Reproduce the listing that follows with no differences at all.
┄┄┄┄┄┄┄┄┄┄┄┄┄┄┄┄┄┄┄┄
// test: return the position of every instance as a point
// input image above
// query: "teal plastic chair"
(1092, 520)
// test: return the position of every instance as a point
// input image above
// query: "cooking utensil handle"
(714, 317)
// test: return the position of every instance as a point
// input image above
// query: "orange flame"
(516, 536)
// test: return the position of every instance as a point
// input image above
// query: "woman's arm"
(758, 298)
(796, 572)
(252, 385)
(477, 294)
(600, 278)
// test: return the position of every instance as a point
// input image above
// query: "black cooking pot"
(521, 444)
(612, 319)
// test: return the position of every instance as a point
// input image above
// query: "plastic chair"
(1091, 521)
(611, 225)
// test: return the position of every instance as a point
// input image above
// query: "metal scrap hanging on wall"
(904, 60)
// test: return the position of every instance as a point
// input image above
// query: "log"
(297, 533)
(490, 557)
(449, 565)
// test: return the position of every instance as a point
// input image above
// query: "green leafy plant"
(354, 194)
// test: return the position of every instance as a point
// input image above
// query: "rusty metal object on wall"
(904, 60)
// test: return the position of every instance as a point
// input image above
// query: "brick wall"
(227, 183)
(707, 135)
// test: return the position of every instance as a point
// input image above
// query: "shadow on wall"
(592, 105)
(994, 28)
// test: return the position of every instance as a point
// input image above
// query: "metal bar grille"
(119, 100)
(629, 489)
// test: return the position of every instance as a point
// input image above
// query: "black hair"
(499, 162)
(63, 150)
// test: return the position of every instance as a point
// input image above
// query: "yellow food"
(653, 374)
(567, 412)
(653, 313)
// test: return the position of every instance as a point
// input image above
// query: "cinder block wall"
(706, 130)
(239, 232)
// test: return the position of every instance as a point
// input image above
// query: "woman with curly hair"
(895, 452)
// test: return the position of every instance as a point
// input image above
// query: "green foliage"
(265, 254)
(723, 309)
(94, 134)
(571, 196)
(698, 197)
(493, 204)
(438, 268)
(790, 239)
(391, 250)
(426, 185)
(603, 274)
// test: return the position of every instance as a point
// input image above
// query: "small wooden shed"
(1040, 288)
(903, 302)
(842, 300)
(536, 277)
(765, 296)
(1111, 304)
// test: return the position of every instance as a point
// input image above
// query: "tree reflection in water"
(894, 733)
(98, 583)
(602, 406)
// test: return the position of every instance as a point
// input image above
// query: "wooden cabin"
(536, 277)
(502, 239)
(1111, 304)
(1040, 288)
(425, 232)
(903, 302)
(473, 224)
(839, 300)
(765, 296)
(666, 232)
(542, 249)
┄┄┄┄┄┄┄┄┄┄┄┄┄┄┄┄┄┄┄┄
**Output of the task:**
// test: return the position of every instance as a point
// input image above
// query: "teal plastic chair"
(1092, 520)
// test: return the position of every instance as a point
// input image above
// query: "cooking utensil handle"
(714, 317)
// test: return the position of every instance as a point
// input image above
// query: "orange flame"
(516, 536)
// test: return the position of every instance as a point
// input image above
// query: "woman's arm"
(758, 298)
(796, 572)
(252, 385)
(477, 294)
(600, 278)
// test: return the position of every instance as a point
// input image above
// query: "black cooking pot"
(521, 444)
(612, 319)
// test: return the position of every instance as a point
// input image above
// query: "plastic chair"
(1091, 521)
(611, 225)
// test: return the position of every instance as a point
// input image above
// query: "metal scrap hanging on wall"
(904, 60)
// test: return the position of every instance as a point
// input image above
// query: "log"
(297, 533)
(490, 557)
(449, 565)
// test: return the position of every instance as a point
// input image above
// query: "green leafy plant"
(354, 194)
// test: return the position of every instance as a point
// input image above
// query: "rusty metal object on wall"
(904, 60)
// test: return the position of every instance as a point
// input image above
// query: "brick wall"
(227, 183)
(707, 135)
// test: return the position of every instance as a point
// input image above
// query: "shadow on wall"
(592, 105)
(994, 28)
// test: return the position of every instance as a point
// input image above
// query: "metal bar grille"
(119, 100)
(629, 489)
// test: return the position of every instance as a point
// input image above
// query: "black hair"
(499, 162)
(63, 150)
// test: return the position of every instance as a point
// input image above
// query: "yellow food"
(653, 374)
(567, 412)
(653, 313)
// test: return the position of every instance as a point
// input image above
// query: "cinder block wall"
(706, 130)
(239, 232)
// test: return the position of every instance as a point
// input image above
// query: "woman with curly hair"
(895, 452)
// test: return the position of every instance as a point
// input image above
// query: "green foliage"
(265, 254)
(723, 309)
(94, 134)
(571, 196)
(698, 197)
(493, 204)
(438, 268)
(790, 239)
(391, 250)
(426, 185)
(603, 274)
// test: return the position of every instance as a point
// input image above
// query: "small wooden shed"
(1040, 288)
(903, 302)
(842, 300)
(536, 277)
(765, 296)
(1111, 304)
// test: return the position of every instance as a point
// input image above
// query: "tree reflection in water"
(894, 733)
(98, 583)
(602, 406)
// test: return the position of every instance as a point
// input image above
// query: "wooden cabin"
(536, 277)
(502, 239)
(1111, 304)
(1040, 288)
(425, 232)
(903, 302)
(473, 224)
(839, 300)
(765, 296)
(666, 232)
(542, 249)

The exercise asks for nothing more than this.